Document excerpt:
┌────────
Work Clothes

During my nearly 30 years in the working world, I’ve been pretty luck when it came to clothes for work.  Since I can ruin clothes merely by putting them on, I’ve been fortunate enough to hold jobs where those who signed my paycheck didn’t place any great emphasis on what I wore.

I was riding home from work about three months ago and heard two young people, who work as legislative aides at the State House, in a conversation in the seat behind me.   The guy was complaining about how strict they are about proper dress.  Apparently, you are forbidden to enter several committee rooms unless you’re wearing a jacket.  The woman (early 20s; the guy is a year or two older, I think) said she could understand that.  The debate ended up at an impasse.  He told her she should try wearing a jacket all day when it’s 80+ degrees out, and she told him he should try wearing a dress (here was where I shuddered) when it’s 20 degrees outside.

A side note: I think there’s some unacknowledged high voltage between the two of them.  She boards the bus after I do, and he comes aboard several stops after she does.  He doesn’t always sit with her, and they don’t always speak when they sit close to each other.  However, when he boards the bus, the look on her face often resembles the "love at first sight" look you see on children in animated cartoons, usually accompanied by the "Love Theme" from Tschaikovsy’s Romeo and Juliet Fantasy Overture.

They work for the same State of Ohio that I do, but we’re permitted to dress much less formally in my department, since we have minimal contact with the public.  I usually wear collared shirts (although Steph recently bought some polo shirts for me, since she says I look good in them) and slacks (jeans of any color are forbidden except on dress-down days, which are Fridays and other designated days).

The first time I bought any "nice" or formal clothes with my own money was when I lived in Boston.  It wasn’t for work–T-shirt, jeans, and sandals were my standard garb during the time I was typesetting The Harvard Crimson.  However, when The Crimson had its annual Inaugural Dinner, I realized I’d probably better dress a little better than I usually did.  The problem was, I didn’t want to spend a lot of money on this. The unanimous recommendation was that I go to Joe Keezer’s on Concord Ave., which advertised "fine-quality traditional men’s clothing, new and used, always a bargain."  And I did just that, and for about $20 came away with a brown three-piece suit.  (I had to ask someone to tie my necktie, though.)  I made quite an entrance at the Dinner that night, and the question, "Is that you, Paul?" came up more than once.

Keezer’s makes an appearance in the late Erich Segal’s novel The Class.  One of the five characters the story follows from their first day as freshmen in the Harvard Class of 1958 until their 25th Reunion in 1983 is Andrew Eliot, a self-deprecating guy descended from about five generations of Boston Brahmins who have attended Harvard since the 17th century.  There are occasional interludes in the novel that are entitled "Andrew Eliot’s Diary," and in one he mentions seeing a classmate wearing a former dress jacket of his.  Andrew had been short on spending money and had sold it at Keezer’s.  (Ted Kennedy rented tuxedos from Keezer’s during his undergraduate days at Harvard.)
└────────
Record extracts:
┌────────
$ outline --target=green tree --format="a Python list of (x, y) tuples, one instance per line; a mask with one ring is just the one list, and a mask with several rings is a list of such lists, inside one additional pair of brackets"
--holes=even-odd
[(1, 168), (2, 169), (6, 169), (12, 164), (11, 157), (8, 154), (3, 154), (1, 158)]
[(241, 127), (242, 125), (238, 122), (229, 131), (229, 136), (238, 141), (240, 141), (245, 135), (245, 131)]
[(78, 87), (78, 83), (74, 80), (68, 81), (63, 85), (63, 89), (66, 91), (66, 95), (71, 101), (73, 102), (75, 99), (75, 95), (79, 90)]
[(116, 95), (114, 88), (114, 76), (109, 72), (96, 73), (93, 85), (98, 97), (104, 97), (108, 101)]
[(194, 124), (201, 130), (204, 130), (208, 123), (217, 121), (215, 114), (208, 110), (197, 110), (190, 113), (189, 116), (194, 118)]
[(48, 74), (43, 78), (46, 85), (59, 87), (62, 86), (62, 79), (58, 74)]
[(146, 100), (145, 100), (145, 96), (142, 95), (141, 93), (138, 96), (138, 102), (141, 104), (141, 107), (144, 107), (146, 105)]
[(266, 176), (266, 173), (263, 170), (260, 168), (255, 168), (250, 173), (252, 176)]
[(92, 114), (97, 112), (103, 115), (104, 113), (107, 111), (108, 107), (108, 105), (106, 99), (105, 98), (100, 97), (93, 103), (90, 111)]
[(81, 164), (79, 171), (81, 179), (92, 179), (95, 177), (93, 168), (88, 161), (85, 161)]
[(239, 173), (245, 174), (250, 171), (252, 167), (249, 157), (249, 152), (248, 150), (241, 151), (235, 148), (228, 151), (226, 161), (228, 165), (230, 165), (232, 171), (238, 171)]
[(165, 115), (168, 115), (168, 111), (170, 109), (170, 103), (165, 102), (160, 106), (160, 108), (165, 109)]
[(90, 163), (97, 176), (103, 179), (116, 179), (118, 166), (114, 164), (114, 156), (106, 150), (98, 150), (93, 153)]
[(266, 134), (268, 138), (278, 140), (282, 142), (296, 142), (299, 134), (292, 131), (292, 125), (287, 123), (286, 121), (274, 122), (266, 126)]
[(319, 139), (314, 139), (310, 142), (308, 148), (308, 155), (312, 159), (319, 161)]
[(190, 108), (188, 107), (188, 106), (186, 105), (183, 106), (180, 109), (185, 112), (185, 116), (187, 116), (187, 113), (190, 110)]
└────────
Exercises:
• 1. Summarize the essay about work clothes in two sentences.
• 2. Carry the essay about work clothes forward from its final sentence.

Task-by-task outputs:
• 1. The writer, after nearly 30 years at jobs where employers paid little attention to dress, describes overhearing two young legislative aides on a bus argue about the State House's strict dress rules, while the writer's own State of Ohio department permits collared shirts and slacks. The writer also recalls buying a brown three-piece suit for about $20 at Joe Keezer's in Boston to wear to The Harvard Crimson's Inaugural Dinner, a shop that later appears in Erich Segal's novel The Class.

• 2.
When it came to church, my dress had become much more conservative in Boston than when I was in Marietta.  There, I often wore jeans and work shirts.  In Boston, I attended about three Unitarian churches about equally.  One featured pews that had doors (it made you feel like you were in a penalty box), and one congregation was about a hundred years older than the United States.  So, I made it a point to wear a shirt with a collar every Sunday.  The ghosts of haughty Transcendentalists of the 19th century still lurked in every corner in these congregations.

The U.S. Postal Service has a (mostly deserved) reputation for overemphasizing conformity, but when I worked there, the rules about clothing (at least for those of us who worked behind the scenes) were pretty lax.  They only seemed to be strict about jewelry and footwear, and that was only for safety reasons.  Dangling jewelry could get caught in machinery–a device that can sort 10 thousand letters into 200 different separations in less than two minutes could make mincemeat out of a bracelet or a ring, along with the appendage it adorns.

As much as I loathe uniforms, I saw the advantage to them when I worked at the Mail-Order Pharmacy.   When I had a question about a prescription, all I had to do was look for someone wearing a white coat.  That person was a pharmacist, and he or she could answer the question I had.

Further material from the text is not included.